Copenhagen, Denmark
Onsite/Online

ESTRO 2022

Session Item

Monday
May 09
10:30 - 11:30
Room D5
Deep learning for image analysis
Andre Dekker, The Netherlands;
Catarina Veiga, United Kingdom
Proffered Papers
Physics
10:50 - 11:00
Uncertainty map for error prediction in deep learning-based head and neck tumor auto-segmentation
Jintao Ren, Denmark
OC-0771

Abstract

Uncertainty map for error prediction in deep learning-based head and neck tumor auto-segmentation
Authors:

Jintao Ren1, Jonas Teuwen2, Jasper Nijkamp3, Mathis Rasmussen1, Jesper Eriksen4, Jan-Jakob Sonke2, Stine Korreman1

1Aarhus University Hospital, Danish Center for Particle Therapy, Department of Oncology, Aarhus, Denmark; 2Netherlands Cancer Institute, Department of Radiation Oncology, Amsterdam, The Netherlands; 3Aarhus University Hospital, Danish Center for Particle Therapy, Aarhus, Denmark; 4Aarhus University Hospital, Department of Experimental Clinical Oncology, Aarhus, Denmark

Show Affiliations
Purpose or Objective

Deep learning (DL) based auto-segmentation has shown to be performant in a variety of radiotherapy applications. Even though auto-segmentation of the gross tumor volume (GTV) is acceptable for a large group of patients, it still fails in a subgroup of patients. In this study, we investigate the use of uncertainty map to visualize potential uncertainties and to indicate patient-level segmentation failure.

Material and Methods

We collected HNSCC patients (n=301) comprising Larynx, Pharynx, Oral, Sinonasal and Salivary gland carcinomas. Furthermore, treatment planning CT, PET, and MRI (T1w mDixon and T2w) images, as well as clinical delineations of the primary tumor (GTV-T) and nodal metastases (GTV-N) were also included. MRIs were deformable registered to PET/CT.  The union of GTV-T and GTV-N were treated as ground truth (GTV-Clinic) for the DL prediction (GTV-DL).

We trained a 3D UNet for 1000 epochs in a five-fold cross-validation fashion. At test time, for each patient, 50 stochastic samples were drawn from the UNet with Monte Carlo dropouts(p=0.1)  from snapshot-saved models. The mean of all output softmax probability maps was used to aggregate GTV-DL and uncertainty map.

The uncertainty map is a heatmap representing prediction uncertainties. We correlated the geometric location of the thresholded uncertainty map, the uncertainty regions (UR), with false predictions of the GTV-DL to locate potential predicted error regions (ER). We used the Dice similarity coefficient (Dice) to quantify the degree of overlap between UR and ER.

In order to detect patient-level segmentation failure, we employed overlap metrics, False Omission Rate, False Negative Rate, and Surface Dice between the UR and GTV-DL to estimate GTV-DL performance in Dice. A Gradient Boosting Regressor was applied for the Dice estimation. We evaluated the regression result using Root Mean Squared Error (RMSE), Mean Absolute Error (MAE), and Coefficient of Determination (R2).

Results

The 3D UNet achieved reasonable and acceptable segmentation performance (Figure 1-A). Figure 1-B illustrates the functionality of uncertainty maps for voxel-wise uncertainty estimation with three examples. In the first two cases, UR can clearly indicate the location of errors; but, in the last case, UR does not correlate with ER. This specific example is restricted due to the ambiguity of GTV location by insufficient information from images. Figure 2 indicates that using an uncertainty threshold of 𝜏=0.7, the regressor could estimate the actual segmentation Dice with an RMSE of 0.14, MAE of 0.09, and R2 of 0.4.



Conclusion

This work exhibits the efficacy of uncertainty estimation for HNSCC GTV-DL auto-segmentation. Using the estimated uncertainty, the uncertainty regions disclose potential erroneous regions of predictions. The feasibility of using uncertainty regions for patient-level failure detection was also demonstrated with a primitive approach. This study contributes substantially to the clinical applicability of DL-based GTV segmentation.

[What you should do] Please set down the abstract on uncertainty maps word for word, from "In order to" to "of Determination (R2).".

[Recorded data]
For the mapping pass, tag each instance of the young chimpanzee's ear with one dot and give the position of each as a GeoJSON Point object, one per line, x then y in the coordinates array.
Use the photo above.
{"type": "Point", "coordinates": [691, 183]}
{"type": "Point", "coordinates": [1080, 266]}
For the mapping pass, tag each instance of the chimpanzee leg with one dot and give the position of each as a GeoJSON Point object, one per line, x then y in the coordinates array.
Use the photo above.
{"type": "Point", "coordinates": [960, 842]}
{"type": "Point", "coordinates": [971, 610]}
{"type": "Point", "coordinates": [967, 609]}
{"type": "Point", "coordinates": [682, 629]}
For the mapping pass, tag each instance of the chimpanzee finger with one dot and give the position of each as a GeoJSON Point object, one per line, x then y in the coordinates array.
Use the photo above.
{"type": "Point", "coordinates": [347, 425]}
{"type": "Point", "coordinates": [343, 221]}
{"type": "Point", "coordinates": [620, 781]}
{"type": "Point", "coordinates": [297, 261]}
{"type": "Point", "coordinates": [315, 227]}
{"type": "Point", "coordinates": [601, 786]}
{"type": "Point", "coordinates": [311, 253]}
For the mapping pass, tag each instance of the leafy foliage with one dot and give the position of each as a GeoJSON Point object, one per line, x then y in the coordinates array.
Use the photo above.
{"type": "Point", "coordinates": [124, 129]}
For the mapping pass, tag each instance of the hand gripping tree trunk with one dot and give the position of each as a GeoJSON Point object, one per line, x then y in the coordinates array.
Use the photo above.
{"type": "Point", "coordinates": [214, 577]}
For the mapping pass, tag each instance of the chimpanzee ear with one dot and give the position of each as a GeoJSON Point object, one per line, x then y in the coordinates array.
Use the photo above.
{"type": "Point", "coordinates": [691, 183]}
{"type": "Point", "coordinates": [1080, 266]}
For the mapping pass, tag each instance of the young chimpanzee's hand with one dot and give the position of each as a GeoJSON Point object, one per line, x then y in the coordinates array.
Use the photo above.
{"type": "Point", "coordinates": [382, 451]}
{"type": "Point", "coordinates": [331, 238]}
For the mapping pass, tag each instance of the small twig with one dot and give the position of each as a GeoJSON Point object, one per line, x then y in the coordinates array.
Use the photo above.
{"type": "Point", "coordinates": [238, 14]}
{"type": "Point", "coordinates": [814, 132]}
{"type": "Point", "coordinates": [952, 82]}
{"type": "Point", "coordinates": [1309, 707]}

[Answer to this exercise]
In order to detect patient-level segmentation failure, we employed overlap metrics, False Omission Rate, False Negative Rate, and Surface Dice between the UR and GTV-DL to estimate GTV-DL performance in Dice. A Gradient Boosting Regressor was applied for the Dice estimation. We evaluated the regression result using Root Mean Squared Error (RMSE), Mean Absolute Error (MAE), and Coefficient of Determination (R2).